Exercise prompt
Nothing but the records, transcribed exactly, should appear in the answer; leave the pictures out.

Records shown
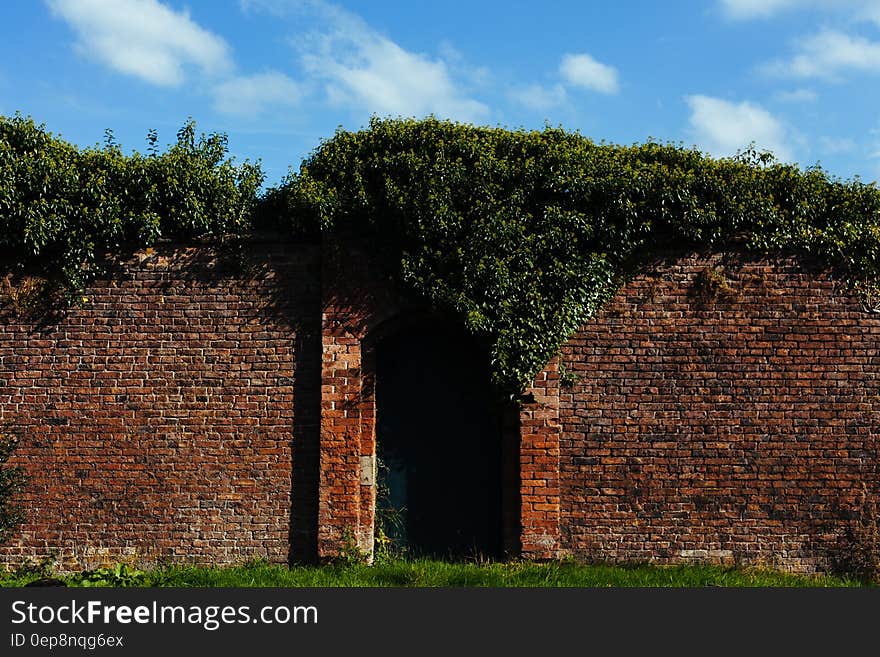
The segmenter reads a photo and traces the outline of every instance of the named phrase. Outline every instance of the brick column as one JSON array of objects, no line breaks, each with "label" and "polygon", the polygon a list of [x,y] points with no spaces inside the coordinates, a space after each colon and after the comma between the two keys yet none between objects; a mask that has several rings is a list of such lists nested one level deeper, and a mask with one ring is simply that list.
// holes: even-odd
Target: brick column
[{"label": "brick column", "polygon": [[373,358],[365,338],[390,311],[389,292],[351,241],[323,245],[318,556],[335,557],[347,535],[373,552],[376,503]]},{"label": "brick column", "polygon": [[350,532],[364,549],[360,527],[360,340],[347,335],[337,313],[322,325],[318,556],[334,557]]},{"label": "brick column", "polygon": [[559,545],[559,363],[535,377],[520,410],[520,544],[527,559],[555,559]]}]

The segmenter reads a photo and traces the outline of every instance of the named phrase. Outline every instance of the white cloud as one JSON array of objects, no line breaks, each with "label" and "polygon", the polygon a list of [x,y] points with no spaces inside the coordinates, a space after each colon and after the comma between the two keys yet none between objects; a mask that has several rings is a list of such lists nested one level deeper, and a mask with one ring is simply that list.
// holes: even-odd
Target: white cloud
[{"label": "white cloud", "polygon": [[802,0],[721,0],[724,15],[734,20],[750,18],[767,18],[783,9],[798,4],[807,4]]},{"label": "white cloud", "polygon": [[[880,0],[719,0],[731,19],[769,18],[785,10],[815,10],[828,14],[828,26],[801,36],[795,54],[760,67],[765,74],[834,80],[848,72],[880,72],[880,41],[853,34],[858,23],[880,26]],[[794,99],[792,99],[794,100]]]},{"label": "white cloud", "polygon": [[780,91],[774,98],[783,103],[812,103],[819,99],[819,94],[812,89],[792,89]]},{"label": "white cloud", "polygon": [[603,94],[616,94],[619,89],[617,69],[596,61],[586,53],[562,56],[559,73],[575,87],[584,87]]},{"label": "white cloud", "polygon": [[617,69],[596,61],[587,53],[568,53],[559,62],[562,83],[553,86],[541,84],[519,85],[508,91],[513,101],[532,110],[549,110],[568,100],[568,87],[581,87],[603,94],[620,90]]},{"label": "white cloud", "polygon": [[299,84],[278,71],[230,78],[214,88],[214,106],[225,114],[255,116],[270,106],[294,106],[303,96]]},{"label": "white cloud", "polygon": [[479,121],[489,114],[469,89],[485,88],[486,68],[467,65],[446,41],[436,55],[406,50],[359,16],[324,0],[239,0],[244,12],[317,24],[291,38],[299,53],[304,85],[322,88],[330,103],[358,114],[421,117],[435,114]]},{"label": "white cloud", "polygon": [[283,0],[238,0],[239,8],[247,13],[249,11],[264,11],[275,16],[283,16],[288,9],[289,3]]},{"label": "white cloud", "polygon": [[820,137],[819,146],[825,153],[854,153],[858,144],[849,137]]},{"label": "white cloud", "polygon": [[754,142],[781,161],[792,161],[789,130],[770,112],[749,102],[693,95],[685,98],[691,110],[690,132],[697,147],[716,157],[734,155]]},{"label": "white cloud", "polygon": [[552,87],[530,84],[511,90],[509,95],[520,105],[539,111],[559,107],[566,101],[568,96],[565,92],[565,87],[561,84],[556,84]]},{"label": "white cloud", "polygon": [[797,9],[846,13],[861,20],[880,18],[878,0],[719,0],[719,4],[724,15],[733,20],[771,18]]},{"label": "white cloud", "polygon": [[472,66],[465,56],[449,41],[441,41],[437,48],[440,58],[449,67],[452,77],[467,80],[471,85],[486,87],[492,82],[492,72],[486,66]]},{"label": "white cloud", "polygon": [[294,12],[322,7],[322,0],[238,0],[239,8],[249,11],[265,12],[273,16],[284,17]]},{"label": "white cloud", "polygon": [[846,71],[880,73],[880,42],[823,30],[802,39],[798,53],[787,61],[764,66],[773,75],[834,79]]},{"label": "white cloud", "polygon": [[231,69],[229,47],[187,12],[157,0],[47,0],[77,35],[77,48],[121,73],[152,84],[177,86],[184,69]]},{"label": "white cloud", "polygon": [[332,102],[380,115],[477,121],[488,114],[459,88],[446,60],[405,50],[338,7],[323,8],[333,29],[298,47],[306,72],[325,84]]}]

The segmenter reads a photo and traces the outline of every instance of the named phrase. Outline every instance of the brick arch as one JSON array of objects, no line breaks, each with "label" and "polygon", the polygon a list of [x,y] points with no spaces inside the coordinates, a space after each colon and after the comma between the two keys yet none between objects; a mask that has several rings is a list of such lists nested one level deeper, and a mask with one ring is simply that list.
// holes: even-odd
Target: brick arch
[{"label": "brick arch", "polygon": [[[354,541],[372,554],[376,504],[375,345],[423,309],[403,303],[357,247],[322,259],[318,556]],[[505,419],[504,546],[511,556],[560,555],[559,373],[540,372]]]}]

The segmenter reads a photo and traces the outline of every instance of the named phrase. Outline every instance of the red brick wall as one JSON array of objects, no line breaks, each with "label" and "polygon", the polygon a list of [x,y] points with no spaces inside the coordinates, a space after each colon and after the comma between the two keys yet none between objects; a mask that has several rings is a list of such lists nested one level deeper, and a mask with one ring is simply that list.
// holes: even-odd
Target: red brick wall
[{"label": "red brick wall", "polygon": [[830,567],[863,484],[880,496],[878,339],[880,315],[793,260],[640,276],[563,352],[563,548]]},{"label": "red brick wall", "polygon": [[[5,311],[0,420],[33,481],[0,561],[302,561],[347,536],[368,550],[374,343],[424,309],[365,253],[320,251],[258,242],[242,265],[165,246],[61,318]],[[716,270],[726,283],[701,293]],[[509,418],[505,545],[828,568],[863,486],[880,496],[878,338],[880,315],[794,260],[659,265]]]},{"label": "red brick wall", "polygon": [[166,246],[45,326],[2,317],[0,420],[20,430],[32,482],[0,558],[57,551],[86,568],[314,552],[319,254],[248,248],[263,264]]}]

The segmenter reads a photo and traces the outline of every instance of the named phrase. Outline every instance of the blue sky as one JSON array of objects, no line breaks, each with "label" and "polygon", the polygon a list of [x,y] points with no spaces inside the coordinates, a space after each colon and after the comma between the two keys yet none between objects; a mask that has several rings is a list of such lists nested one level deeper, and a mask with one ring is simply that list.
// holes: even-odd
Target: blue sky
[{"label": "blue sky", "polygon": [[5,0],[0,114],[126,150],[192,116],[278,182],[373,114],[754,141],[880,178],[880,0]]}]

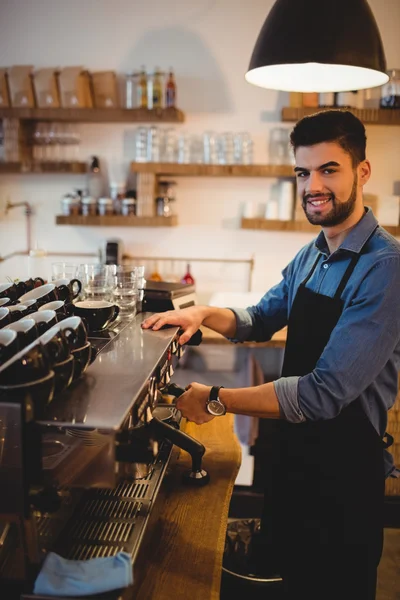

Answer space
The segmenter reads a photo and traces the outline of every instance of the named phrase. Outline every instance of the brick column as one JSON array of objects, no line breaks, each with "label" and "polygon", the polygon a list of [x,y] points with no spaces inside the coordinates, a space after each colon and after the comma between the two keys yet none between objects; a mask that has several rings is a list of such lists nested one level deeper, and a mask with one ring is simply that list.
// holes: even-odd
Target: brick column
[{"label": "brick column", "polygon": [[373,358],[365,338],[390,311],[389,292],[351,241],[323,245],[318,556],[335,557],[347,535],[373,552],[376,503]]},{"label": "brick column", "polygon": [[350,532],[364,549],[360,527],[360,340],[347,335],[337,313],[322,325],[318,556],[334,557]]},{"label": "brick column", "polygon": [[559,545],[559,363],[535,377],[520,410],[520,544],[527,559],[555,559]]}]

The segmenter reads a photo and traces the outline of every instance of the named phrase. Outline every instance of the white cloud as one JSON array of objects, no line breaks, each with "label" and "polygon", the polygon a list of [x,y] points with no spaces inside the coordinates, a space after each colon and after the comma between the two keys yet none between objects; a mask that has several rings is a list of such lists nested one level deeper, and a mask with one ring is simply that list.
// holes: even-odd
Target: white cloud
[{"label": "white cloud", "polygon": [[802,0],[721,0],[724,15],[734,20],[750,18],[767,18],[783,9],[798,4],[807,4]]},{"label": "white cloud", "polygon": [[[880,0],[719,0],[731,19],[769,18],[785,10],[815,10],[828,14],[828,26],[801,36],[795,54],[760,67],[765,74],[834,80],[848,72],[880,72],[880,41],[853,34],[858,23],[880,26]],[[794,99],[792,99],[794,100]]]},{"label": "white cloud", "polygon": [[780,91],[774,98],[783,103],[812,103],[819,99],[819,94],[812,89],[792,89]]},{"label": "white cloud", "polygon": [[603,94],[616,94],[619,89],[617,69],[596,61],[586,53],[562,56],[559,73],[575,87],[584,87]]},{"label": "white cloud", "polygon": [[617,69],[596,61],[587,53],[568,53],[559,62],[562,83],[553,86],[541,84],[519,85],[508,91],[513,101],[532,110],[549,110],[568,100],[568,87],[581,87],[603,94],[620,90]]},{"label": "white cloud", "polygon": [[299,84],[278,71],[230,78],[214,88],[214,106],[225,114],[255,116],[270,106],[294,106],[303,96]]},{"label": "white cloud", "polygon": [[479,121],[489,114],[469,89],[485,88],[486,68],[467,65],[446,41],[436,55],[406,50],[359,16],[324,0],[239,0],[244,12],[317,24],[291,38],[299,53],[304,85],[322,88],[330,103],[358,114],[421,117],[435,114]]},{"label": "white cloud", "polygon": [[283,0],[238,0],[239,8],[247,13],[249,11],[264,11],[275,16],[283,16],[288,9],[289,3]]},{"label": "white cloud", "polygon": [[820,137],[819,146],[825,153],[854,153],[858,144],[849,137]]},{"label": "white cloud", "polygon": [[754,142],[781,161],[792,161],[789,130],[770,112],[749,102],[693,95],[685,98],[691,110],[690,132],[697,147],[716,157],[734,155]]},{"label": "white cloud", "polygon": [[552,87],[530,84],[511,90],[509,95],[520,105],[539,111],[559,107],[566,101],[568,96],[565,92],[565,87],[561,84],[556,84]]},{"label": "white cloud", "polygon": [[797,9],[846,13],[861,20],[880,18],[878,0],[719,0],[719,4],[724,15],[733,20],[771,18]]},{"label": "white cloud", "polygon": [[472,66],[465,56],[449,41],[441,41],[437,48],[440,58],[449,67],[452,77],[467,80],[471,85],[486,87],[492,82],[492,72],[486,66]]},{"label": "white cloud", "polygon": [[294,12],[322,7],[322,0],[238,0],[239,8],[249,11],[265,12],[273,16],[284,17]]},{"label": "white cloud", "polygon": [[846,71],[880,73],[880,42],[823,30],[802,39],[798,53],[787,61],[764,66],[773,75],[834,79]]},{"label": "white cloud", "polygon": [[231,69],[229,47],[187,12],[157,0],[47,0],[77,35],[77,48],[121,73],[152,84],[177,86],[184,69]]},{"label": "white cloud", "polygon": [[332,102],[380,115],[477,121],[488,114],[459,88],[446,60],[405,50],[338,7],[323,8],[333,29],[298,47],[306,72],[325,84]]}]

The segmenter reads a photo and traces the outline of every instance of the named phrase. Outline every instance of the brick arch as one JSON array of objects, no line breaks, each with "label" and "polygon", the polygon a list of [x,y] points with no spaces inside the coordinates, a space after each colon and after the comma between the two keys yet none between objects; a mask that has several rings is a list of such lists nested one level deeper, and a mask with one ring is simply that list.
// holes: even-odd
Target: brick arch
[{"label": "brick arch", "polygon": [[[354,541],[372,554],[376,504],[375,345],[423,309],[403,303],[357,247],[322,259],[318,556]],[[505,419],[504,546],[511,556],[560,555],[559,373],[540,372]]]}]

The segmenter reads a photo and traces the outline of every instance of the named phrase. Outline every instance of the red brick wall as one JSON array of objects, no line breaks, each with "label" and "polygon", the polygon a list of [x,y] points with no spaces inside the coordinates, a space after each colon and after the comma between the two keys yet none between objects; a mask that has several rings is a list of such lists nested one level deeper, and a mask with one ring is simply that list.
// holes: even-odd
Target: red brick wall
[{"label": "red brick wall", "polygon": [[830,567],[863,484],[880,496],[878,339],[880,315],[793,260],[640,276],[563,352],[563,548]]},{"label": "red brick wall", "polygon": [[[5,311],[0,420],[33,481],[0,561],[302,561],[347,536],[368,550],[374,343],[424,309],[365,253],[320,251],[258,242],[242,265],[165,246],[61,318]],[[716,270],[726,283],[701,293]],[[509,418],[505,545],[828,568],[863,486],[880,496],[878,338],[880,315],[794,260],[659,265]]]},{"label": "red brick wall", "polygon": [[166,246],[45,326],[2,317],[0,420],[20,430],[32,482],[0,558],[57,551],[86,568],[314,552],[319,254],[248,248],[263,264]]}]

The segmenter reads a photo and traces the outline of every instance of the named phrase. Outline every instance of the blue sky as one JSON array of objects, no line breaks, each with "label" and "polygon", the polygon a list of [x,y] points with no spaces inside the coordinates, a space after each colon and after the comma between the two keys yet none between objects; a mask that has several rings is a list of such lists nested one level deeper, and a mask with one ring is simply that list.
// holes: even-odd
Target: blue sky
[{"label": "blue sky", "polygon": [[5,0],[0,114],[126,150],[192,116],[278,182],[373,114],[754,141],[880,178],[880,0]]}]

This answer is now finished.